Raw data: Begin

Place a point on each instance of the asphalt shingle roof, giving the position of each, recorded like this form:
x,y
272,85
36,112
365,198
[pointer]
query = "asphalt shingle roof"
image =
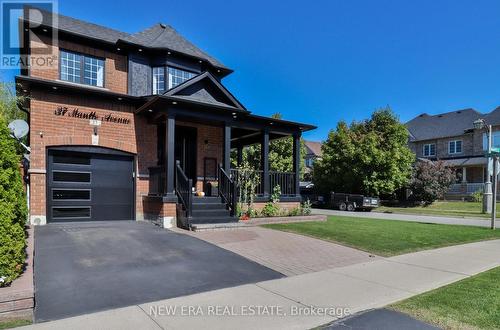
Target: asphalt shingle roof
x,y
426,127
164,36
158,36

Raw data: End

» **Task to carry out**: The material above is to be repeated word for word, with no images kept.

» **Result for this task**:
Place a point on each instance of the asphalt shingle roof, giving the position of each, recorded like this form:
x,y
272,85
36,112
365,198
[pointer]
query = "asphalt shingle roof"
image =
Target: asphalt shingle roof
x,y
426,127
164,36
158,36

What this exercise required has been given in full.